Stored items from a collection
########

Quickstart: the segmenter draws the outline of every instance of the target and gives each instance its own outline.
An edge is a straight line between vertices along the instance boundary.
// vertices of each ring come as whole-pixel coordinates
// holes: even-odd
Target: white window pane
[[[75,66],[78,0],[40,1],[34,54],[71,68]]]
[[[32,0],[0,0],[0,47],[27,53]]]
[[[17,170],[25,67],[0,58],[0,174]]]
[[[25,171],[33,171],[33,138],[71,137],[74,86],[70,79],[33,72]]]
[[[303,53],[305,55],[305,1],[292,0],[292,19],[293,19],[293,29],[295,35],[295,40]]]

########

What the task asks: Can you reproduce the material with "vertices" renamed to "corner points" everywhere it occurs, leaving everything else unchanged?

Output:
Quickstart: the segmenter draws the outline of every instance of the target and gives each instance its own outline.
An edge is a straight line between corner points along the instance boundary.
// corner points of each ring come as whole-pixel coordinates
// holes: even-odd
Target: white window pane
[[[75,66],[78,0],[40,1],[34,54],[71,68]]]
[[[32,0],[0,0],[0,47],[27,53]]]
[[[17,170],[25,67],[0,58],[0,174]]]
[[[25,171],[33,171],[33,138],[71,137],[74,86],[70,79],[33,72]]]
[[[303,53],[305,55],[305,1],[292,0],[292,19],[293,19],[293,29],[295,35],[295,40]]]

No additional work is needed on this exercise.